● Work to complete: All lines from the one with "Might I trouble you for the coordinates of the foal head" to the end need to be copied exactly, with nothing before them.
━━━━━ Input ━━━━━
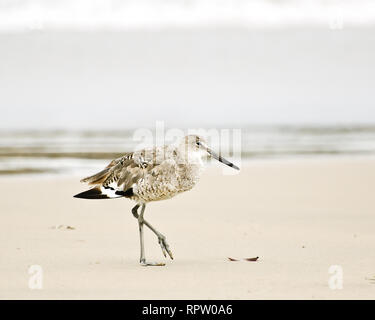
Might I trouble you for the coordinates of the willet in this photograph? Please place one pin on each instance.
(151, 175)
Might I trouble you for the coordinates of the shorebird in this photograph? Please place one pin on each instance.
(152, 175)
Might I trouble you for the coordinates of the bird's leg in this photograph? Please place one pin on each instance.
(141, 222)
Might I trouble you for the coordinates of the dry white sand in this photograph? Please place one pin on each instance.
(300, 217)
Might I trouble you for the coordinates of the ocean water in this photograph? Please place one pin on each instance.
(84, 152)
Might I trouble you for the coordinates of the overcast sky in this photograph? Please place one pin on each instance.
(217, 76)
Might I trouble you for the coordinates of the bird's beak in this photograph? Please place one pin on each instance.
(221, 159)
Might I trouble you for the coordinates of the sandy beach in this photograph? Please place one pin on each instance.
(299, 216)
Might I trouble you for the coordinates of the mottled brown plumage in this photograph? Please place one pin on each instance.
(151, 175)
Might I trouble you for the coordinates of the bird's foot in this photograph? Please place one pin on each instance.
(165, 247)
(149, 264)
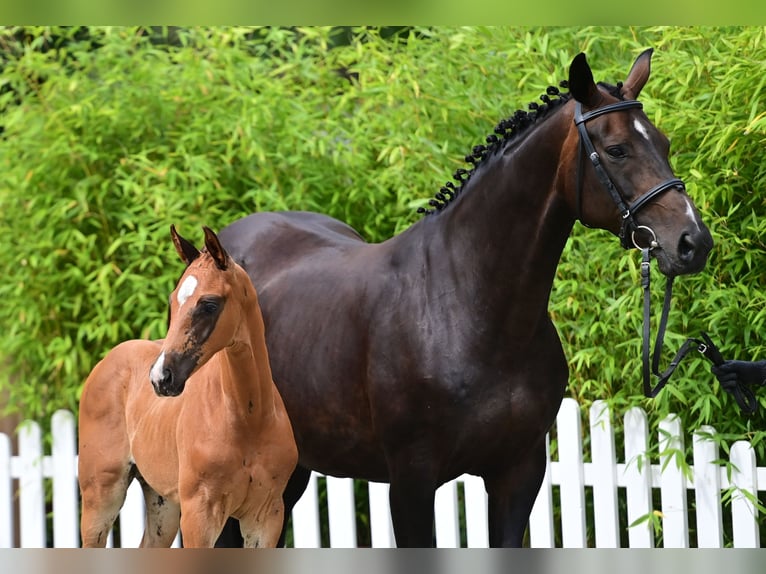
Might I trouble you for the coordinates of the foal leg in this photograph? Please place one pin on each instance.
(231, 536)
(162, 519)
(263, 528)
(512, 493)
(103, 492)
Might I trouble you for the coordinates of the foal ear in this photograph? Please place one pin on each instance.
(186, 251)
(215, 249)
(638, 75)
(581, 84)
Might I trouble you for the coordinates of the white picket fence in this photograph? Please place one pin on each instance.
(718, 491)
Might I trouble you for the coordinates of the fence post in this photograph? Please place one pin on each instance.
(744, 513)
(306, 533)
(66, 503)
(675, 523)
(341, 512)
(477, 532)
(6, 493)
(31, 493)
(569, 434)
(541, 518)
(447, 525)
(381, 527)
(638, 479)
(604, 480)
(707, 487)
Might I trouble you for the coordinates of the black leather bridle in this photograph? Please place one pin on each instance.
(629, 226)
(628, 229)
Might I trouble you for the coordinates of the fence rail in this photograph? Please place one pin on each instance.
(634, 500)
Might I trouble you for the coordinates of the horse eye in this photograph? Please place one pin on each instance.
(616, 151)
(209, 307)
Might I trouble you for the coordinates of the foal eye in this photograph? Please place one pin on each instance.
(616, 151)
(209, 307)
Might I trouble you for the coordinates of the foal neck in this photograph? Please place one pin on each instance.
(244, 369)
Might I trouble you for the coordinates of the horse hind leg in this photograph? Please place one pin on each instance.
(163, 518)
(511, 496)
(411, 497)
(231, 535)
(263, 528)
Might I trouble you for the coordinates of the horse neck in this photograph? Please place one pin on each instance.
(501, 239)
(245, 380)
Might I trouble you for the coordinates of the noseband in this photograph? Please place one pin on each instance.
(628, 229)
(629, 226)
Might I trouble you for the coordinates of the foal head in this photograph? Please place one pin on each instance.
(207, 310)
(647, 206)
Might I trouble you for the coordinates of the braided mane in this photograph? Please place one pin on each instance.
(505, 131)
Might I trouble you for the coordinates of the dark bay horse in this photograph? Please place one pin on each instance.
(222, 448)
(432, 354)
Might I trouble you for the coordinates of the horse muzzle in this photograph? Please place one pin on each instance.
(165, 379)
(689, 254)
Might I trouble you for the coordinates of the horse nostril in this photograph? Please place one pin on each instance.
(686, 248)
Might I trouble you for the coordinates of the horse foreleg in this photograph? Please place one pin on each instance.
(512, 494)
(162, 519)
(201, 522)
(103, 494)
(411, 497)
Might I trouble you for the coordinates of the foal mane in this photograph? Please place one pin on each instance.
(507, 131)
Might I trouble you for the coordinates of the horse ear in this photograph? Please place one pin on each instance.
━━━━━
● Full solution:
Might I trouble you for the coordinates of the foal head in this photograph? Please place one pin on each instance.
(207, 310)
(647, 206)
Might I trouble you for the coordinates of the braided mane in this photograph? Please place one pin on each instance.
(505, 131)
Might I trouble you for the coordinates of the dark bay horse in this photograph? Please place one pin on each instance.
(222, 448)
(432, 354)
Might I trouble you for the coordinates of the horse muzzle in this photograph? Please place one pin on each instance.
(165, 379)
(689, 254)
Might I trouble you for the coordinates of the horse nostril in this photograph? Please place one pin on each instance.
(686, 248)
Might I trouble you for the coordinates of the horse foreleg in this photograph? Please place one pin on each instance.
(512, 494)
(162, 519)
(201, 522)
(103, 494)
(411, 497)
Might I trouble you for the coordinates of the foal mane in this photograph? Please place one pin on each instance.
(507, 131)
Might I trouble you for the coordinates of the horse ear in this photograph? Please place one pin on each instance.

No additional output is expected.